Sneaking in on Day 3 of the sale for Anvil And Lace is a colt by Captain Crunch named Dancin Commander, Hip #602. To say the dam’s been productive may be an understatement; this yearling is the 10th foal from Dancewiththebest, a Cambest mare who has output champions like double millionaire Dancin Yankee (bred by Yontz) and Breeders Crown winner Dancin Lou. Then on Day 5, Anvil And Lace has another interesting offering from that family in a filly named Lavender Haze, Hip #871. Lavender Haze is out of Dancin In Lace, an Always B Miki mare who is a half-sister to Dancin Yankee and Dancin Lou. The yearling filly is by Yankee Cruiser, the sire of champions Dancin Yankee and Dancin Lou.

And that hopefully captures the point. Anvil And Lace Farm’s offerings are diverse and attention grabbing. They have yearlings from powerpack mares, yearlings from interesting crosses and, perhaps most apparent, yearlings from varying stallions. Indiana, Ontario, Ohio, Pennsylvania, New York, New Jersey… nearly every state is represented by the Kentucky-based farm.

“That’s what I like about the diversity – I have everything, from every state, some are dual eligible, some aren’t,” Beth said. “[And we have some] in just about every price range, too. We all know that it takes all tiers and, as it’s been shown in the past couple of weeks, it’s not the most expensive that’s always winning the races and it’s not always the best bred. Sometimes you get the diamond in the rough and you’ve got to be openminded about it.

● Data shown:

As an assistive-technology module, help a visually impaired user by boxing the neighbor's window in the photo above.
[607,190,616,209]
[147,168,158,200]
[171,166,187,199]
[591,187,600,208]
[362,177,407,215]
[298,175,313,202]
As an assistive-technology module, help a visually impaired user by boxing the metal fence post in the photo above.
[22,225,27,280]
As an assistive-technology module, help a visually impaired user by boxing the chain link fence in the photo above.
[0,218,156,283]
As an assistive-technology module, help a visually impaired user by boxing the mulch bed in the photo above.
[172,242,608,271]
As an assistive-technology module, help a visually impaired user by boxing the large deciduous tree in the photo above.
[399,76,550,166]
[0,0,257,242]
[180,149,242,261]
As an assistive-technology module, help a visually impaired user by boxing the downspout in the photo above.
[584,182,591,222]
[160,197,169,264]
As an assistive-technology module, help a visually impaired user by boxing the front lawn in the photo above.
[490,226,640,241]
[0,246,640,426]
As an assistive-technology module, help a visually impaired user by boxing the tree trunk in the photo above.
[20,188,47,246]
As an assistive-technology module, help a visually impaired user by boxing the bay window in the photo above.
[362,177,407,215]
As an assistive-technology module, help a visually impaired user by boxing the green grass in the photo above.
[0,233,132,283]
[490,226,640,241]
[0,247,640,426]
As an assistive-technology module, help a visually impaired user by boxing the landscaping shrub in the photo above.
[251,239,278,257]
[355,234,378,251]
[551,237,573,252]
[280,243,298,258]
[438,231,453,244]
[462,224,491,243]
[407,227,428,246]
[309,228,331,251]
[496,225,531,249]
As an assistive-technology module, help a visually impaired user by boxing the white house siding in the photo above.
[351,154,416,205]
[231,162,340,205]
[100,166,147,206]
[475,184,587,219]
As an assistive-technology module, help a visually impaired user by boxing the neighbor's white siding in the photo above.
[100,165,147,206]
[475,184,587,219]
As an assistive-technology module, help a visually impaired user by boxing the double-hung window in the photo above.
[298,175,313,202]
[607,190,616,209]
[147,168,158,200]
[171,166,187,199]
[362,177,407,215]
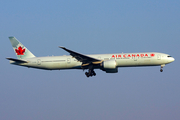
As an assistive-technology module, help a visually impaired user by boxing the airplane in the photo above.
[6,37,175,77]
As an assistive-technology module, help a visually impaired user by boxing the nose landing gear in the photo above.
[160,65,165,72]
[85,70,96,77]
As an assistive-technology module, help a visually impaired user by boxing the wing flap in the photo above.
[6,58,28,63]
[59,46,101,64]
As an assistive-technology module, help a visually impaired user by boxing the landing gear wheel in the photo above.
[85,72,89,77]
[92,71,96,76]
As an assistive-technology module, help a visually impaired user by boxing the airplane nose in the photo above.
[172,58,175,62]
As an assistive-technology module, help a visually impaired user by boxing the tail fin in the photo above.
[9,37,35,59]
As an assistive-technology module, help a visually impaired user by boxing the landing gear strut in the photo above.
[160,65,165,72]
[85,69,96,77]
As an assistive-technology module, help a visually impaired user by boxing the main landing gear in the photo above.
[160,65,165,72]
[85,69,96,77]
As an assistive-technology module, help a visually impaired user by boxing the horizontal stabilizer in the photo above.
[6,58,28,63]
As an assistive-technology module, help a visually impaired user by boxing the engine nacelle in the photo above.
[101,60,118,73]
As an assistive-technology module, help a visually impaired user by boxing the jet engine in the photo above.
[101,60,118,73]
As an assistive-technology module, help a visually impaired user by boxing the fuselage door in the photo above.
[37,59,41,65]
[157,55,161,60]
[133,56,137,61]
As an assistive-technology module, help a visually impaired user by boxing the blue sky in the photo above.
[0,0,180,120]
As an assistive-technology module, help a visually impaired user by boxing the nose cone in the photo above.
[172,58,175,62]
[170,57,175,62]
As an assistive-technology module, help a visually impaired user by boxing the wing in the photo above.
[60,47,102,64]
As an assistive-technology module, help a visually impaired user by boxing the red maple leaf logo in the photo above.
[150,53,155,57]
[15,46,25,55]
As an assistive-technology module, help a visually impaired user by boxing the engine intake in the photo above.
[101,60,118,73]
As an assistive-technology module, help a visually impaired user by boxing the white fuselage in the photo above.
[10,52,174,70]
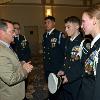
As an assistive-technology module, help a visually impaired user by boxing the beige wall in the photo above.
[0,5,84,54]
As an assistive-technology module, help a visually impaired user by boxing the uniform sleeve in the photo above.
[65,61,82,82]
[93,53,100,100]
[0,56,27,86]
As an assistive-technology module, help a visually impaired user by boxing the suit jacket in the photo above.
[0,43,27,100]
[42,29,65,80]
[78,38,100,100]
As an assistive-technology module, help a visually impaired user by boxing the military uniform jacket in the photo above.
[64,34,83,82]
[42,29,65,73]
[79,39,100,100]
[0,43,27,100]
[11,35,31,61]
[62,34,84,100]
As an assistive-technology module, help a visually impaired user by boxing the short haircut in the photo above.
[0,19,12,31]
[64,16,81,25]
[44,16,55,22]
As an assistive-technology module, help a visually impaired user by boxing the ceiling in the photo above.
[0,0,100,7]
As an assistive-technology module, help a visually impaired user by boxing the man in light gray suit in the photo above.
[0,20,33,100]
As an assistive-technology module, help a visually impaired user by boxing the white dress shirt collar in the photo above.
[0,40,10,48]
[47,28,55,35]
[91,34,100,48]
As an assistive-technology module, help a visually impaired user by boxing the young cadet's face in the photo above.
[44,19,55,31]
[3,23,15,44]
[81,13,94,35]
[65,22,79,37]
[14,24,20,35]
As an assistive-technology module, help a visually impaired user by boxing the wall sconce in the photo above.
[45,6,53,17]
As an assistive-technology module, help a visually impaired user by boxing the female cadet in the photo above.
[79,5,100,100]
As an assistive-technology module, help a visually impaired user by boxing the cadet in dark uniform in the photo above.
[78,5,100,100]
[42,16,65,100]
[58,16,88,100]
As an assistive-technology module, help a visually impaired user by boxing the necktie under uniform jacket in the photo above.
[0,43,27,100]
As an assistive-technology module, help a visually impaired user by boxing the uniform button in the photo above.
[68,66,71,69]
[43,52,45,54]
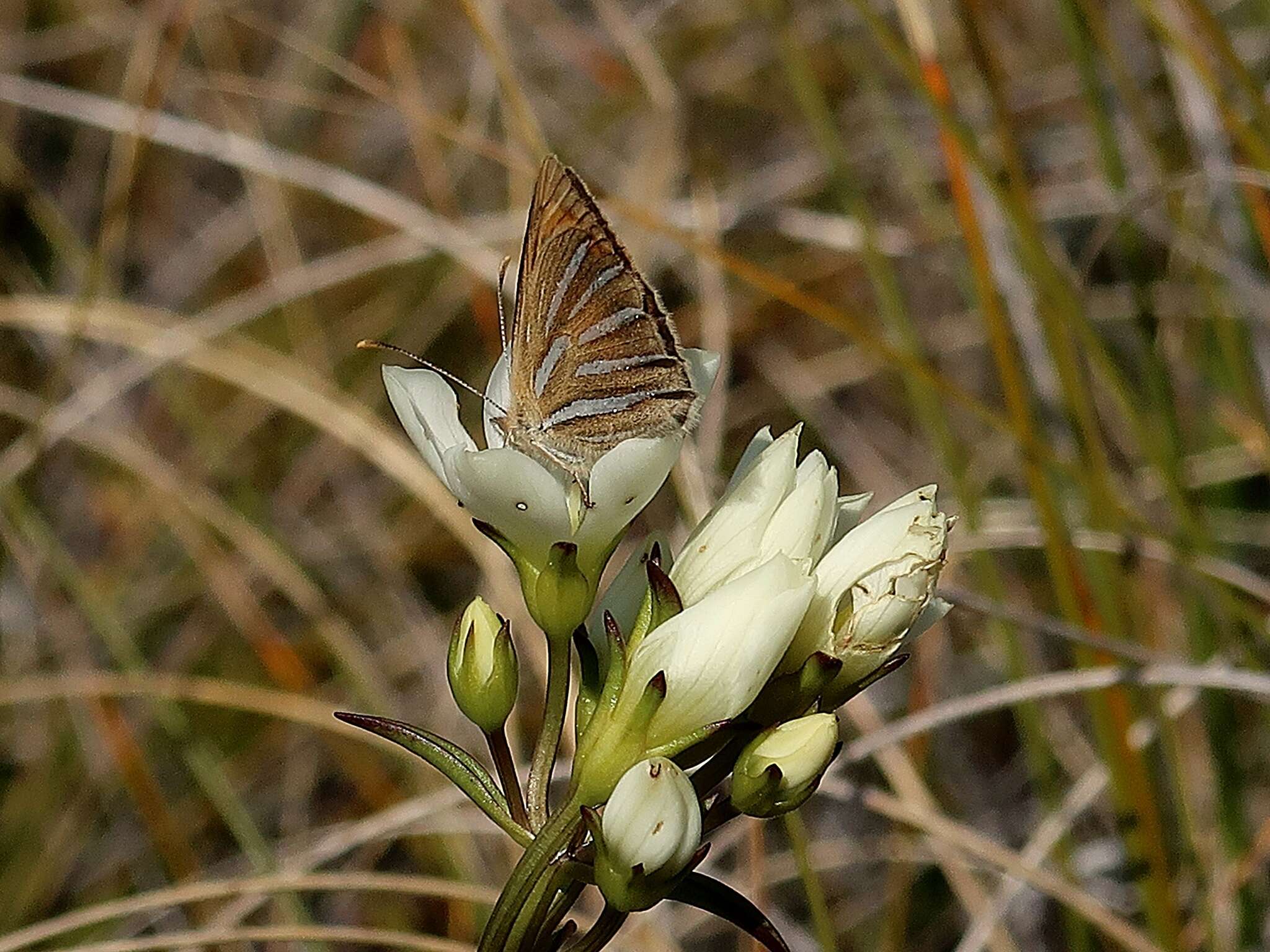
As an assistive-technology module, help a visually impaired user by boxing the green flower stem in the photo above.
[507,863,567,952]
[569,905,628,952]
[335,711,533,847]
[540,878,594,952]
[485,728,530,829]
[526,633,571,830]
[781,810,838,952]
[692,728,758,797]
[476,797,582,952]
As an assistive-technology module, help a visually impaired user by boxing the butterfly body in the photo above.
[495,156,697,490]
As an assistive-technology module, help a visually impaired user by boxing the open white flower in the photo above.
[670,426,869,606]
[781,486,952,685]
[623,553,814,750]
[383,348,719,584]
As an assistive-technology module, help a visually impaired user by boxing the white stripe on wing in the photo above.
[578,307,646,344]
[533,334,573,396]
[545,239,590,330]
[573,354,667,377]
[541,387,683,430]
[565,264,625,321]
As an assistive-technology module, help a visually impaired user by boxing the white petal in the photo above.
[758,451,837,563]
[601,757,701,876]
[685,346,719,406]
[443,447,573,565]
[577,433,683,574]
[749,713,838,788]
[829,493,873,547]
[876,482,938,515]
[382,366,476,488]
[481,349,512,449]
[815,490,943,593]
[724,426,776,495]
[624,556,812,746]
[670,426,799,606]
[904,598,952,641]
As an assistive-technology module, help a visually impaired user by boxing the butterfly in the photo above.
[495,156,697,486]
[360,156,699,499]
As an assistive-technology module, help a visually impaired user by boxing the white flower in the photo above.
[383,348,719,584]
[732,713,838,816]
[670,426,843,606]
[781,486,951,684]
[619,555,813,750]
[601,757,701,878]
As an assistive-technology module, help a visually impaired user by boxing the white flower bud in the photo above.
[446,597,520,733]
[670,426,838,606]
[618,555,813,750]
[732,713,838,816]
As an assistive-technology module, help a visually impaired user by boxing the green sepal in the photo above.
[571,671,665,804]
[667,872,790,952]
[573,626,605,746]
[626,542,683,650]
[335,711,533,847]
[600,612,628,711]
[533,542,596,641]
[743,651,842,728]
[820,654,909,711]
[646,721,733,759]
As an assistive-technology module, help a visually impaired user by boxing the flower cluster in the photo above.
[345,360,952,952]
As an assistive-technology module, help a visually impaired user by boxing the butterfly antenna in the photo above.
[357,340,507,416]
[498,255,512,354]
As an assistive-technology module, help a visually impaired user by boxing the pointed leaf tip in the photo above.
[668,872,790,952]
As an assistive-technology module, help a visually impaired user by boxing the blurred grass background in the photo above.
[0,0,1270,952]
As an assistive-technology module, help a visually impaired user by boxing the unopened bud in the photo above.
[592,757,701,911]
[732,713,838,816]
[446,597,520,734]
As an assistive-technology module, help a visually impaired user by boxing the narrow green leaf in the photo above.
[668,872,790,952]
[335,711,533,847]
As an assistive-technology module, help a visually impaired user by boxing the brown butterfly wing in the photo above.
[508,156,697,471]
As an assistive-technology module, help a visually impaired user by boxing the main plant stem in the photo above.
[526,632,572,830]
[571,905,626,952]
[476,797,582,952]
[485,728,531,830]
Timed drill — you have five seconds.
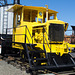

● Goal of the exercise: Can you keep going with the piece on Anvil And Lace Farm's sale yearlings, starting after its last sentence? The data above plays no part in what comes next.

● The response:
“At the end of the day, I want to make good, honest racehorses. I love watching the horses I’ve bred race. That was what was so fun about Dancin Yankee. I bred Dancin Yankee and he raced year in and year out for years. He set a world record and he was Ohio Horse of the Year – just to watch him race and be good, it’s just one of those fun things.”

With building solid racehorses being Anvil and Lace’s game and purse monies in Kentucky’s program swelling, Beth is optimistic about this year’s sale.

“The Kentucky program is a little later than some, so if the horse needs more time… it helps in those aspects,” she said. “Obviously, the Kentucky program having three tiers, along with a very nice fair program that we don’t need to discount at all because some of those race for $12,000 and then a $50,000 leg. It’s a good program overall and it gets everyone somewhere to race.

“There’s a lot of hype and everyone is happy in the business. The jurisdictions are racing for a lot of money, so that gets you excited. Kentucky’s program is flourishing here and, therefore, people want the dual eligibles and I think they’ll pay a little more.”